Answer these questions from the text below on bi-factor models:
(a) What share of variance in the manifest indicators did the latent factors explain in the maximally constrained bi-factor model for Gf measures?
(b) What range of reliabilities did the domain-general speed factor and the task-specific factors show for the inhibition tasks?
(c) Which inhibition model was kept for further analyses?

» **Text for analysis**
--- START ---

In the maximally constrained bi-factor model for Gf measures, the latent factors explained between 41 to 49% of variance in the manifest indicators, suggesting a large portion of variance in each indicator not explained by the latent factors. This could be due to either (a) specific processes that are not shared with the other indicators or (b) measurement error due to the relatively low number of trials for each indicator. Nonetheless, the reliability of the general Gf factors was acceptable ( ω = .85 , estimated as proposed by Bollen (1980) and Raykov (2001)). In contrast, reliability of the task-specific was considerably lower ( ω = .45–.58). However, the proportion of explained variance in manifest indicators is comparable to other factor models separating domain-general and task-specific variances in intelligence measures (Johnson et al. 2008). Specifically, the loading on the general Gf factor of the indicators ( β = .51 ) was comparable to loadings on the task-specific factors ( β = .40–.48). Likewise, error variances were comparable across the four Gf measures ( ϵ = .51–.59). For more details regarding the model comparisons and results, see the online supplement.

3.2.2. Inhibition

The unconstrained bi-factor model separating domain-general and task-specific variance for the inhibition tasks (see Figure 1a) accounted well for the data, χ 2 ( 46 ) = 41.4 , p = .665 , CFI = 1.000 , RMSEA = .000 ( 95 % CI = [ .000 ,   .036 ] ). However, factor reliabilities were low for the factors isolating individual differences in domain-general executive processing ( ω Inhib . = .20 ; ω Fac . = .16 ). This is also reflected in loadings on these factors not differing significantly from zero (see Table 4). For the domain-general speed factor, as well as all task-specific factors, reliabilities were good ( ω = .94–.99).
To address these problems, we fixed non-significant loadings and two non-significant error variances to zero and refit the model. Although this second model fit the data worse, Δ χ 2 ( 10 ) = 22.97 ,   p = .011 , the other fit indices still suggested an acceptable fit to the data, CFI = .998 , RMSEA = .025 ( 95 % CI = [ .000 ,   .049 ] ). Next, we evaluated how imposing additional, theoretically reasonable, constraints would affect model fit. A third model assuming a tau-equivalent measurement of the domain-general speed factor, and verbal and spatial task-specific factors did not further deteriorate model fit, Δ χ 2 ( 15 ) = 13.7 ,   p = .547 , and still fit acceptably to the data, χ 2 ( 71 ) = 78.1 ,   p = .264 , CFI = .999 , RMSEA = .021 ( 95 % CI = [ .000 ,   .044 ] ), Thus, this third model was retained for further analyses.

--- END ---

» **Provided data**
--- START ---

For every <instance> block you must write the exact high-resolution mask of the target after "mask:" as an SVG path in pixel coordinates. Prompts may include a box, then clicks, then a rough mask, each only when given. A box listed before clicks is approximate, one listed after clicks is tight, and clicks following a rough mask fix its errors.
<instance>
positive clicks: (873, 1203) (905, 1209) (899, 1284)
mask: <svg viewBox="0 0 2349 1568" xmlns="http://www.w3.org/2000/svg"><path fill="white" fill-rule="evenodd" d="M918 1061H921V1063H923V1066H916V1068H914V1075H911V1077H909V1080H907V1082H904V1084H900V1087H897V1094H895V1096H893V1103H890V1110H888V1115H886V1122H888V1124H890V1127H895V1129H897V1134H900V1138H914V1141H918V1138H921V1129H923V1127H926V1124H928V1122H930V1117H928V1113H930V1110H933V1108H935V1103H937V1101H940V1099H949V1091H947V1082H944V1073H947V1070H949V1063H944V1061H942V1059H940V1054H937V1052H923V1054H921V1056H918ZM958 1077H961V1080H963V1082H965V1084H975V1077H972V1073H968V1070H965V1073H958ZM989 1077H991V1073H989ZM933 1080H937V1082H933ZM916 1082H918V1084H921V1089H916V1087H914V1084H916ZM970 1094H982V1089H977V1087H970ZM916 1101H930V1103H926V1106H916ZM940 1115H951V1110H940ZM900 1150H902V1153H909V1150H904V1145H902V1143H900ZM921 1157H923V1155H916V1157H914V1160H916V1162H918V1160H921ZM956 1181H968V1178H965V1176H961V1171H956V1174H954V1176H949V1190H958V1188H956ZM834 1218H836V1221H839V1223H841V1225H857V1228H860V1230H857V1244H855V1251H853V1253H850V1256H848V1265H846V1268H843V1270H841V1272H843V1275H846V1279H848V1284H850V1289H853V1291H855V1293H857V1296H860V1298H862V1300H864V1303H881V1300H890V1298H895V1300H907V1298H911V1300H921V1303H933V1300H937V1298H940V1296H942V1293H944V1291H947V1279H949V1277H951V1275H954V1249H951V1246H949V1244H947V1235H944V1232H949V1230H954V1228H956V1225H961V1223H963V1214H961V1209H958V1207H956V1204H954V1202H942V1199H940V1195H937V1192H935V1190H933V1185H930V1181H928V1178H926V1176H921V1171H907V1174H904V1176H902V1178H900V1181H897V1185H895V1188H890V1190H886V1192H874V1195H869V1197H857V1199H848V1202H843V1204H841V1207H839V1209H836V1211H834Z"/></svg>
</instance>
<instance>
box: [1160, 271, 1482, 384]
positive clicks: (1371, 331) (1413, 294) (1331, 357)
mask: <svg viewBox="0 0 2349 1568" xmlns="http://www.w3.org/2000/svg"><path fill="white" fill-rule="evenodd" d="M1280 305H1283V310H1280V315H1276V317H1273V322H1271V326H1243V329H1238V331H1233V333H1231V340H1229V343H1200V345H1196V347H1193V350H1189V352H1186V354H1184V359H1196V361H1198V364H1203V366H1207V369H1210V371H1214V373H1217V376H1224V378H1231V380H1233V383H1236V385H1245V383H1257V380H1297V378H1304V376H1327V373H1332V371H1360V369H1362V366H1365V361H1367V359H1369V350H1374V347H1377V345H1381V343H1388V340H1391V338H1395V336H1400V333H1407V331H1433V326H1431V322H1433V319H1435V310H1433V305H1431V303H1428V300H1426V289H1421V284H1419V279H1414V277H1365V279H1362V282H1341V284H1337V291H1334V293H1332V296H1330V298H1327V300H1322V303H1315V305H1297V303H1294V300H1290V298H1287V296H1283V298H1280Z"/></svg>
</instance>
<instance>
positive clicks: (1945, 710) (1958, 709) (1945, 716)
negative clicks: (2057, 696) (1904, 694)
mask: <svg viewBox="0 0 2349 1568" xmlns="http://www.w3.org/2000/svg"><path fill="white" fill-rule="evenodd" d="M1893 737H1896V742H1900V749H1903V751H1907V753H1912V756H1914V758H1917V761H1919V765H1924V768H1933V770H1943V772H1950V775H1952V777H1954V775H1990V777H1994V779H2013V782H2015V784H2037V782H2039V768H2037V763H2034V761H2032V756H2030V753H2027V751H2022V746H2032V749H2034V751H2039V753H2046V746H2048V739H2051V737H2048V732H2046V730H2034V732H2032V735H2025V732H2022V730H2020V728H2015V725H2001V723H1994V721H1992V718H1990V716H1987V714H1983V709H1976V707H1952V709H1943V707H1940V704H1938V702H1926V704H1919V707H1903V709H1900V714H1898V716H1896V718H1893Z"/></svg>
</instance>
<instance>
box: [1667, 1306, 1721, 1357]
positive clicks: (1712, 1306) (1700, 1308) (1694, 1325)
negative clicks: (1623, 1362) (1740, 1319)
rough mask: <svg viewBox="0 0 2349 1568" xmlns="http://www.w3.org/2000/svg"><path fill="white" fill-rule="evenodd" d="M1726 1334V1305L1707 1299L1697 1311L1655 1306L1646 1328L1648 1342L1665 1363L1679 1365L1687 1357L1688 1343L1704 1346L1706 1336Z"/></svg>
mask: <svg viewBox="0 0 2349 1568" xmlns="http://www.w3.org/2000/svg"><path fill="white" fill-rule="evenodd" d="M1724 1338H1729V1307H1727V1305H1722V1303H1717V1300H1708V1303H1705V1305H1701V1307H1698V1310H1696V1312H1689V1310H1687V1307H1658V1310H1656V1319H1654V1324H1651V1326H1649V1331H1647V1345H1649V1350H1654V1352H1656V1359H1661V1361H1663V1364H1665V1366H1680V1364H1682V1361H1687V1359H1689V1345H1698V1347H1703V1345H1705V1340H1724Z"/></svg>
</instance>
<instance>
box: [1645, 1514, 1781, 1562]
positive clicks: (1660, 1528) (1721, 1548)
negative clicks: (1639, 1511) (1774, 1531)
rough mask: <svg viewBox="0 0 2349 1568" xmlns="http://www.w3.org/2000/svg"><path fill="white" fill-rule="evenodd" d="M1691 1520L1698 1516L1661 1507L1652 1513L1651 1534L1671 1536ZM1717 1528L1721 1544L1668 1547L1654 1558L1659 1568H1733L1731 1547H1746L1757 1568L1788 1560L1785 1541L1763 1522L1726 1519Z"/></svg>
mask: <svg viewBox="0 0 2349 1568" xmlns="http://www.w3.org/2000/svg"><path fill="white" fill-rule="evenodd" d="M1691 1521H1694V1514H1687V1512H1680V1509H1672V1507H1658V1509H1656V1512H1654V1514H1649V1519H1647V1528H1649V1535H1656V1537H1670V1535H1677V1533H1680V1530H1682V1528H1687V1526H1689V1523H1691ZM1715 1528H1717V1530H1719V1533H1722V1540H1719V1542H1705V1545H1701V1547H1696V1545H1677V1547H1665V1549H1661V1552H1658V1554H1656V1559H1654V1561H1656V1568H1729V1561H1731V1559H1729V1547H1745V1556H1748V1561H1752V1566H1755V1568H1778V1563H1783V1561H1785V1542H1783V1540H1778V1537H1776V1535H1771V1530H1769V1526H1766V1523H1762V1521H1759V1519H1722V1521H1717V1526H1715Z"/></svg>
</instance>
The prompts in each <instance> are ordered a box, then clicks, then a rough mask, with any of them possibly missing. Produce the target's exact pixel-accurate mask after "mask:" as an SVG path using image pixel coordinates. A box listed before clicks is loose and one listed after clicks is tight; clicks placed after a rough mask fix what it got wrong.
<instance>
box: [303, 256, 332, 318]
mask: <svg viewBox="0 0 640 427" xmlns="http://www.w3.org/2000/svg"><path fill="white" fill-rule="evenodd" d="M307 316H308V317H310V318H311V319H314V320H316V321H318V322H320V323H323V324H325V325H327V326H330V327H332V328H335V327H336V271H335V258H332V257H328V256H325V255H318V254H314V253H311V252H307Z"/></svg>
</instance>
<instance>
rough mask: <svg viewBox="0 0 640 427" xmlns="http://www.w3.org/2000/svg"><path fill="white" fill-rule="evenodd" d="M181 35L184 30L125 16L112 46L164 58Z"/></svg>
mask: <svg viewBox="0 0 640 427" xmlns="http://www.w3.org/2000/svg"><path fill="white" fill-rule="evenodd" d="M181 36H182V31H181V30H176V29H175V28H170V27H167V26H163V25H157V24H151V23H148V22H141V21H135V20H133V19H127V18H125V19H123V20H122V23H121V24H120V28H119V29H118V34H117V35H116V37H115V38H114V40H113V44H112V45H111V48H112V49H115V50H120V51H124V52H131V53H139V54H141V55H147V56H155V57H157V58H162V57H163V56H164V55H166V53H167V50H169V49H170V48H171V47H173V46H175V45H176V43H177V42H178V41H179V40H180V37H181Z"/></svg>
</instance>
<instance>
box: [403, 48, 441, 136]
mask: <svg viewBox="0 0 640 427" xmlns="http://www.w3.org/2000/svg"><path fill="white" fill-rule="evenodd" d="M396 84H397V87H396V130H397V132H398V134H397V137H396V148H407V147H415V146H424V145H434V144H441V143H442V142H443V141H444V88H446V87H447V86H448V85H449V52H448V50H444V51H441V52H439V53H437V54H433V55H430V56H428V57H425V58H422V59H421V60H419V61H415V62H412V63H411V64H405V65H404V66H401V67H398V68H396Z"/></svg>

--- END ---

» **Written solution**
(a) Between 41 and 49%.
(b) ω = .94–.99.
(c) The third model, which assumed tau-equivalent measurement of the domain-general speed factor and of the verbal and spatial task-specific factors.